### SELECTED EXCERPT

------------------------

Competition and Maintaining Growth
"Internet companies are on a treadmill where you need to move forward just to remain in place. If what you offer isn't getting better every year, existing and new competitors will pass you by."
The Price of Competition
"Competition is valuable. Don't give it away; instead, get paid to play. For example, if someone asks you to bid, merely to increase competition and with no intention of giving the product/service/deal to you, require sufficient compensation. They probably won't pay you an actual fee to participate, but you might be able to get bid preparation expenses, or a "last look" provision (in which you get the deal if you match the best price), or you might ask them to quote a price which you either accept or reject, or you might ask for a guaranteed contract at the bid price. When deciding how much compensation you deserve in order to bid, keep in mind these potential hidden costs: the labor involved in putting together the bid; the fact that the bid requester (and potentially your competitors and customers) will learn what you're willing to pay; and the chance that your existing customers will want a better deal."
A Retrospective Look at One CEO's Statement
"I'm in a race to take CBS out of business.... That's why we're going to make the big bucks. (Josh Harris, founder of the streaming media company Pseudo.com, which went out of business a few months later)"
What differentiates your product from competitors'?

------------------------

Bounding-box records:
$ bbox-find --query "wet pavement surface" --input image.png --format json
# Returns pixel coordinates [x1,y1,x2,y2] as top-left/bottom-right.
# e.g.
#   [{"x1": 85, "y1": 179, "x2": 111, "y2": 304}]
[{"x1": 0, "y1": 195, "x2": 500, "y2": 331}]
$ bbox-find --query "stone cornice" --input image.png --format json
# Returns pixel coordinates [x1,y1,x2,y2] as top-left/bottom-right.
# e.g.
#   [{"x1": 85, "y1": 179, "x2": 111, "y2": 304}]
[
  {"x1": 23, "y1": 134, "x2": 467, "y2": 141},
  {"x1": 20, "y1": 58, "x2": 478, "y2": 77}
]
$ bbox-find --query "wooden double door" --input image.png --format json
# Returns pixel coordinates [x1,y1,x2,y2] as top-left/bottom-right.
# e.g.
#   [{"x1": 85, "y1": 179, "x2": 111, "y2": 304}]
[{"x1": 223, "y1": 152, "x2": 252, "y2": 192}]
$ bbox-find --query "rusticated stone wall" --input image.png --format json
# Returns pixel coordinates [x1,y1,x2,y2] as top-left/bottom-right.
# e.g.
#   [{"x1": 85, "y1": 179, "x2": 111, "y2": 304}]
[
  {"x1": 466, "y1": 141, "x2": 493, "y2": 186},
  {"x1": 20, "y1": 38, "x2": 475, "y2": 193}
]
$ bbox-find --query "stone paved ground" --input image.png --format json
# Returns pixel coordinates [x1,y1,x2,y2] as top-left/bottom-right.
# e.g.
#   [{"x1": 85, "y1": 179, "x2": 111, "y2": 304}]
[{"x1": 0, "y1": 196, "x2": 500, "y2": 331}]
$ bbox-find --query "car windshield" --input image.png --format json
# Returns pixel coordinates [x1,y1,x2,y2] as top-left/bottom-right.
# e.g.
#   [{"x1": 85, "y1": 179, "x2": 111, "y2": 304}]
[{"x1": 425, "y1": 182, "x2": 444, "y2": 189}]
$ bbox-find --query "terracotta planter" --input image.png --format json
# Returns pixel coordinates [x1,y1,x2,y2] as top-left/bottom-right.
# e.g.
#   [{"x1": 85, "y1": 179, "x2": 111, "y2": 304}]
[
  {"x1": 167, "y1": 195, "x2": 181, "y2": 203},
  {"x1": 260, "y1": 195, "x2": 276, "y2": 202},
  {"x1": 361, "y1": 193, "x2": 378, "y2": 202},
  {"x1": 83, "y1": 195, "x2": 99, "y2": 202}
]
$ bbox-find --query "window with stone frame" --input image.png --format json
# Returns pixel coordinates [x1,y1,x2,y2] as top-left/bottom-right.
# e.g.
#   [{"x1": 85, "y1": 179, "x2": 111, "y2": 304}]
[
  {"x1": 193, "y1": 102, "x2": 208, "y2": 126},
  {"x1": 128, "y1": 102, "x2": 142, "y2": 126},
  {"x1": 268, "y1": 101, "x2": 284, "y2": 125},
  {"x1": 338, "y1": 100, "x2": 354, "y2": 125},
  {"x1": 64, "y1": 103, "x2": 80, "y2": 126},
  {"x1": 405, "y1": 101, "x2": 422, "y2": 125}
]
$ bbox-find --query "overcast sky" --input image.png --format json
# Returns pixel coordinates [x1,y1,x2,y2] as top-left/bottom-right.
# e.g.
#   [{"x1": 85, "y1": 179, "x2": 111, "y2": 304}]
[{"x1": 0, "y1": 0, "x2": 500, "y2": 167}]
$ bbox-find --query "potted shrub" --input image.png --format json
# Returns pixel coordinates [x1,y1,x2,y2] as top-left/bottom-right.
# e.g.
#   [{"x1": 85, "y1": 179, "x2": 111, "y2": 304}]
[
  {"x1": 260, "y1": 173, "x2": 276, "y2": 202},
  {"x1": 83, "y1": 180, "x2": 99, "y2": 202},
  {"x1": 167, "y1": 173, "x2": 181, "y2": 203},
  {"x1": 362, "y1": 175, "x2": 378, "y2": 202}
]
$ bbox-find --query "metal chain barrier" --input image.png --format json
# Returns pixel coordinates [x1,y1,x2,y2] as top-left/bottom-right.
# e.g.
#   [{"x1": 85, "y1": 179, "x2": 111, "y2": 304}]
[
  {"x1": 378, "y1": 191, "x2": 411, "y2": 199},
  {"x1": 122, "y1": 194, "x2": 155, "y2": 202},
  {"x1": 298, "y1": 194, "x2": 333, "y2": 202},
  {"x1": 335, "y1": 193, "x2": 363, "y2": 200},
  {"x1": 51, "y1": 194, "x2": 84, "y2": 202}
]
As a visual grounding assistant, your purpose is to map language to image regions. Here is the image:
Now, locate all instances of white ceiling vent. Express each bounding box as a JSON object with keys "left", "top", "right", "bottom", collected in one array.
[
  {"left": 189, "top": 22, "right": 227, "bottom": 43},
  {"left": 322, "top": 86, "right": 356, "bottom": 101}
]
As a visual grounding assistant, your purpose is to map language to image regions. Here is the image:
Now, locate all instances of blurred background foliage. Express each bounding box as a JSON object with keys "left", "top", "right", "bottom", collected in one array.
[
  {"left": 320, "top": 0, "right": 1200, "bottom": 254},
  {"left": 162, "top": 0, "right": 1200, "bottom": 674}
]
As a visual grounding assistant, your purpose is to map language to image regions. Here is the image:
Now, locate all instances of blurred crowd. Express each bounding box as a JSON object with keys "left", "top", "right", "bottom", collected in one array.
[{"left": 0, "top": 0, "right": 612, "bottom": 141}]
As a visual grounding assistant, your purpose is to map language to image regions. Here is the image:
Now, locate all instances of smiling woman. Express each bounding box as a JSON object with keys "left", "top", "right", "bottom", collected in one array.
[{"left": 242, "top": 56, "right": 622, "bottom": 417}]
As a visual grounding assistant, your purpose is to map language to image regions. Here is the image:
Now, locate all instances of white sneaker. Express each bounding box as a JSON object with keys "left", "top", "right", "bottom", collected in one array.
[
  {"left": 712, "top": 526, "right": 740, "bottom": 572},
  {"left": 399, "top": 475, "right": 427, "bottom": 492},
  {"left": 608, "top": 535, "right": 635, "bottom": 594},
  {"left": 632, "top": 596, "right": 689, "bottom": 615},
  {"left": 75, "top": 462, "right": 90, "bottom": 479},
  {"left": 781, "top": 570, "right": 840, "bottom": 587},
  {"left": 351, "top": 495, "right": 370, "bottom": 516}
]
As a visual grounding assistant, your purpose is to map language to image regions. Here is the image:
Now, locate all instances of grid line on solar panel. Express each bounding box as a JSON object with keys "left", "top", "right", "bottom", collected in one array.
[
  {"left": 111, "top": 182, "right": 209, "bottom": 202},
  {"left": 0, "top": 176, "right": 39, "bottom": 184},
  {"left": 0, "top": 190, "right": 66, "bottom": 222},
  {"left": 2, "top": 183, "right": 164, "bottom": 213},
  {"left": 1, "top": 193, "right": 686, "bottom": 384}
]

------------------------

### TASK SET
a - In the quotes on competition, what does a "last look" provision give you?
b - Print the part of the quotes on competition from "A Retrospective Look" up to and including "product from competitors'?".

### ANSWER LIST
a - You get the deal if you match the best price.

b -
A Retrospective Look at One CEO's Statement
"I'm in a race to take CBS out of business.... That's why we're going to make the big bucks. (Josh Harris, founder of the streaming media company Pseudo.com, which went out of business a few months later)"
What differentiates your product from competitors'?